**Given text:**
Vous êtes ici

Efficient Algorithms for Large-Scale Sketched Acoustic Learning

Equipe et encadrants
Département / Equipe: 
Site Web Equipe: 
Directeur de thèse
Rémi Gribonval
Co-directeur(s), co-encadrant(s)
Antoine Deleforge
Sujet de thèse
  • 1. Context

Computational Auditory Scene Analysis (CASA) consists in analyzing audio recordings in order to infer information about the captured auditory scene. Examples include: finding the location of speakers, musical instruments, or other sound sources in a room; extracting the individual sound produced by a source of interest from the mixture; verifying/determining the identity/nature of each sound source; transcribing the content of each source (speech to text, or music to score), etc. CASA is rooted both in signal processing and machine learning. It exploits tools such as: Wiener filtering for denoising and source separation; Gaussian Mixture Modeling (GMM) or Non-Negative Matrix Factorization (NMF) to model the spectral variability of speech or music signals and mixtures; independent component analysis (ICA) and Gaussian Locally Linear Mapping (GLLiM) [1] for sound source localization; or Bayesian networks, to infer music structure at various time scales within a recording, or within collections of recordings.

The increasing availability of very large training audiovisual collections or streams, coupled with the high dimensionality of audiovisual features, opens many new opportunities and computational challenges for CASA. To leverage the opportunities offered by the unprecedented information content of such distributed data streams, as well as of large collections of several billion items, while controlling the required computational resources, there is a need to develop radically new techniques and concepts for large-scale machine learning.

The PANAMA team has developed a new learning framework called sketched learning. Rooted in compressive sensing [2], the approach leverages recent machine learning techniques such as random features [3]. Its principle is to compress the training collection (or the data stream) before even starting to learn, by computing a so-called sketch, which is the empirical average of some well chosen (often random) nonlinear function of the training samples. The ability to sketch while preserving the information needed to learn has been demonstrated, both theoretically and with empirical algorithms gathered in a toolbox [4], on learning problems such as GMM training [5], k-means clustering [6,7], or Principal Component Analysis (PCA) [7].

As a proof of concept, sketching was successfully demonstrated on speaker verification, to learn a so-called “world model” on a training corpus of several thousand hours of speech. Where the classical EM approach requires multiple passes on the training collection, sketching was shown to lead to comparable speaker verification performance while allowing drastic dimension-reduction abilities: the whole collection (of several hundred million items) was summarized into a single vector, the sketch, of only a few kilobytes.

This goal of this thesis is to demonstrate the potential of sketched learning for a wide range of tasks involved in large-scale computational auditory scene analysis.

**Problem details:** Please transcribe the part of the thesis description that opens with the words containing "The increasing availability" and closes with "large-scale machine learning.". The lines that follow come from a separate source.

**Supplied data:**
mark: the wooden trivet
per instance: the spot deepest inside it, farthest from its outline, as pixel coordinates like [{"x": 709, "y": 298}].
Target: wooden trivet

**Answer to this exercise:**
The increasing availability of very large training audiovisual collections or streams, coupled with the high dimensionality of audiovisual features, opens many new opportunities and computational challenges for CASA. To leverage the opportunities offered by the unprecedented information content of such distributed data streams, as well as of large collections of several billion items, while controlling the required computational resources, there is a need to develop radically new techniques and concepts for large-scale machine learning.